PASSAGE SHOWN >>
-*-
Python 3.5 optional argument in function

Question

Can you please someone describe the behavior of Python optional arguments in functions?

My understanding was that the optional arguments use the default value in the function definition.

The following code has correct behavior.

# Function
def testf2(val=0):
    val += 5
    print(val)
    val=0
    return

# Testing
testf2()
testf2(10)
testf2()

# Output:
5
15
5

But I have no idea why the similar code with the optional list has completely different behavior. The function remembers some data even when the list is cleared by the val=[].

# Function
def testf(val=[]):
    val.append("OK")
    print(val)
    val=[]
    return

# Testing
testf()
testf(["myString"])
testf()
testf(["mySecondString"])
testf()
-*-
SUPPLIED MATERIAL >>
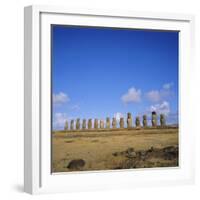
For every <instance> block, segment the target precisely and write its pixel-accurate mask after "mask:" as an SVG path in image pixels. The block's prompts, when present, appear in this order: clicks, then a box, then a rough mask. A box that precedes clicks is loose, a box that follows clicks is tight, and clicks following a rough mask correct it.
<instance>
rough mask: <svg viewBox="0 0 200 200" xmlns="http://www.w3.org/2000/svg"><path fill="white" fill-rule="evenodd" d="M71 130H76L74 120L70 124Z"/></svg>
mask: <svg viewBox="0 0 200 200" xmlns="http://www.w3.org/2000/svg"><path fill="white" fill-rule="evenodd" d="M70 130H74V120H73V119H72V120H71V122H70Z"/></svg>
-*-
WHAT YOU NEED TO DO >>
1. Decide whether each statement agrees with the post about Python optional arguments, answering yes or no and quoting the deciding words: (a) The post calls the code with the integer default correct. (b) The call testf2(10) prints 10. (c) In the list version, the function appends the string "OK" to val.
2. In the post about Python optional arguments, list in order every statement in the body of the function testf.
3. Write the next part of the post about Python optional arguments, picking up after its last line.
The material comes from a separate source.

RESPONSES FOR EACH TASK >>
1.
(a) Yes: "The following code has correct behavior."
(b) No: "15"
(c) Yes: "val.append("OK")"

2.
val.append("OK")
print(val)
val=[]
return

3.
# Output:
['OK']                      #excpected ['OK'] 
['myString', 'OK']          #excpected ['myString']
['OK', 'OK']                #excpected ['OK'] 
['mySecondString', 'OK']    #excpected ['mySecondString'] 
['OK', 'OK', 'OK']          #excpected ['OK']

Many thanks for your help.

Answer 1

Python’s default arguments are evaluated once when the function is defined, not each time the function is called. This means that if you use a mutable default argument and mutate it, you will and have mutated that object for all future calls to the function as well.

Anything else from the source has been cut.